§ **Written exercise 1**
In the Coast Guard article, how much cocaine made up the previous single-year record for at-sea seizures?

Pubdate: Tue, 28 Sep 2004
Source: Miami Herald (FL)
Copyright: 2004 The Miami Herald
Contact:  http://www.miami.com/mld/miamiherald/
Details: http://www.mapinc.org/media/262
Author: Elaine De Valle And Brooke Prescott
Bookmark: http://www.mapinc.org/coke.htm (Cocaine)
	
COAST GUARD SETS DRUG ARREST RECORD

With improved intelligence and equipment, the Coast Guard has set a
record for the amount of cocaine seized in one year.

In the last year the U.S. Coast Guard seized more than 240,518 pounds
of cocaine headed for the United States, shattering the agency's
record for at-sea seizures in a single year.

Although the largest amount of drugs was confiscated in the Pacific
Ocean, the Caribbean region also saw a big jump and accounted for more
than half of the boats seized this year, said Lt. Anthony Russell , a
Coast Guard spokesman.

Coast Guard officials attribute the record-breaking numbers to better
intelligence and better equipment. The record, set last year, was
138,393 pounds of cocaine.

"With better intelligence and an increase in interagency and
international cooperation, we've been able to do more targeted
operations, which take less time and money than more frequent random
boardings," Russell said.

Just off the coast of South Florida, more than 2,000 pounds of cocaine
have been seized in the last six months.

In July, two Bahamian men were seven miles from Fort Lauderdale in a
26-foot pleasure boat when they were stopped as part of a routine
inspection. The Coast Guard found 300 pounds of cocaine -- worth $13.8
million on the street.

§ **Written exercise 2**
Gather every line of the entries below that contains the string "gray", and match its case exactly.

§ **Supplied material**
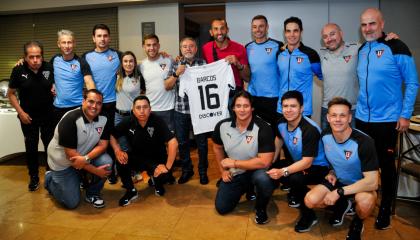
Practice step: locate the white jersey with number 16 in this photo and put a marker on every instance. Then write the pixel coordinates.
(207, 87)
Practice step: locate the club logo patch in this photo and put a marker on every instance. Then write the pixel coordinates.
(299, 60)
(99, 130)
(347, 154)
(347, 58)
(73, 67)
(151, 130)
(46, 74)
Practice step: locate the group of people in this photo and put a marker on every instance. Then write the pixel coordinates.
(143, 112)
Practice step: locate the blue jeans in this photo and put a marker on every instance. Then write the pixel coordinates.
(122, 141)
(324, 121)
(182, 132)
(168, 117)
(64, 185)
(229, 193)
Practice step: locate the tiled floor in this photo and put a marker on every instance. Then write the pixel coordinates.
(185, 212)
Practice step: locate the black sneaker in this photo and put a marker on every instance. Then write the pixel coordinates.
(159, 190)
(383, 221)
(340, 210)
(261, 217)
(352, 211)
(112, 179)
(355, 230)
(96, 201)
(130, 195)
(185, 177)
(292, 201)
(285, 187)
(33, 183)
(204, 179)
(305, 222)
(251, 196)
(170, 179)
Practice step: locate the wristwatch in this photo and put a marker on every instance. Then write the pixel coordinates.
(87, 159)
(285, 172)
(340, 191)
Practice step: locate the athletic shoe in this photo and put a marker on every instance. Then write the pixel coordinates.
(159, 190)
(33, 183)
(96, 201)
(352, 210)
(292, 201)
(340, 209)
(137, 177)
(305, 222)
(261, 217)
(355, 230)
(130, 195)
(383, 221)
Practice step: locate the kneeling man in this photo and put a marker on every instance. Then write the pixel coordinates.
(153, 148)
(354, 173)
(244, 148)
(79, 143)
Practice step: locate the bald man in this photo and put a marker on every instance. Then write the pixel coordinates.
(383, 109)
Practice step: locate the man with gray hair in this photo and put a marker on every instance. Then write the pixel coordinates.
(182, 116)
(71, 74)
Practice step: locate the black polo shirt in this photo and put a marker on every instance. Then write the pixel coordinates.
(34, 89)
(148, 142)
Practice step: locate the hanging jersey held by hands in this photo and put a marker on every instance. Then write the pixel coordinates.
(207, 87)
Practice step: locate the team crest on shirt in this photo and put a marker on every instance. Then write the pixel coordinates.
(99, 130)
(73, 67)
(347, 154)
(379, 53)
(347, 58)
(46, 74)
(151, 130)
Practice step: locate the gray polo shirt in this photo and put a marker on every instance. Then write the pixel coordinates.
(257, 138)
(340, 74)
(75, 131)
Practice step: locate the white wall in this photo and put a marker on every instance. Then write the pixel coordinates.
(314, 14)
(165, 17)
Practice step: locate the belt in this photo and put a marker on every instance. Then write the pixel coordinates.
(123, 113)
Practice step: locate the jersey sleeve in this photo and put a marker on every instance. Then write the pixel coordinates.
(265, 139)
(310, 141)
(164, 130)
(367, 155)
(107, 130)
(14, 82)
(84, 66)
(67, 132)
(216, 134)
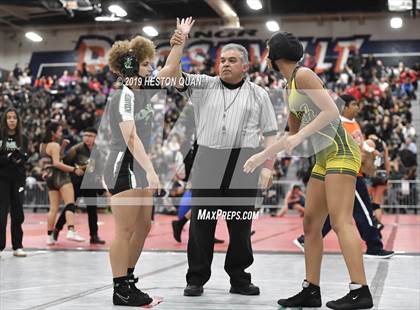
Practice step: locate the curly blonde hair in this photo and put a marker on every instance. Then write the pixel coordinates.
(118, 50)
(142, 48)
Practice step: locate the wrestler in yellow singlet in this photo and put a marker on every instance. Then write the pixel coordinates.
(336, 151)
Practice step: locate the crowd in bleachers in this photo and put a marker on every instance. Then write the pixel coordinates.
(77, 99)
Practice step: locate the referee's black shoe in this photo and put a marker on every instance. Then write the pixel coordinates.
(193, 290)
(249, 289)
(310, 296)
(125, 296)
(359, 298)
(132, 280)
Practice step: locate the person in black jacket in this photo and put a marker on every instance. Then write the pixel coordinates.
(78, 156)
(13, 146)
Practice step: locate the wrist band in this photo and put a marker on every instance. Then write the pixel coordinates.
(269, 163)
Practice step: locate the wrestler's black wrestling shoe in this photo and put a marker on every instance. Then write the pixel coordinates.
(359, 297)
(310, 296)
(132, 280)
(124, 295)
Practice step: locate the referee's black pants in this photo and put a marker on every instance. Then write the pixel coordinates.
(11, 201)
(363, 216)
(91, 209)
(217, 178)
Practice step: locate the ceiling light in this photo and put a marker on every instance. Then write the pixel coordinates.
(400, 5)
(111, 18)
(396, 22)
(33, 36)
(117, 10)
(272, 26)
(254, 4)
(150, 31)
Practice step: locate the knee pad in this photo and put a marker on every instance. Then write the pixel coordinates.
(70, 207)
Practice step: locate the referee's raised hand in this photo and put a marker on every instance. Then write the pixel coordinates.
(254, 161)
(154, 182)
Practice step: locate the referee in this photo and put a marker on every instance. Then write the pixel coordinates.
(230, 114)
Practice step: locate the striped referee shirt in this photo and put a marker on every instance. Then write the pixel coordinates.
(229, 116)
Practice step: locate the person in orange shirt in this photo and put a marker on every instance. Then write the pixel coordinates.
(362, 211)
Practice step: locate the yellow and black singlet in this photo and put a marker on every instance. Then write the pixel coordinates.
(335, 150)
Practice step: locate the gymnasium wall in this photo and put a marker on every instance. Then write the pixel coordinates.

§ **Written response 1**
138,393 pounds

§ **Written response 2**
Practice step: locate the man with gray hair in this photo and put a marker on every instance. Then write the pixel coordinates.
Practice step: locate the gray polo shirt in this photo and put a marker on every instance. Then write the pixel coordinates.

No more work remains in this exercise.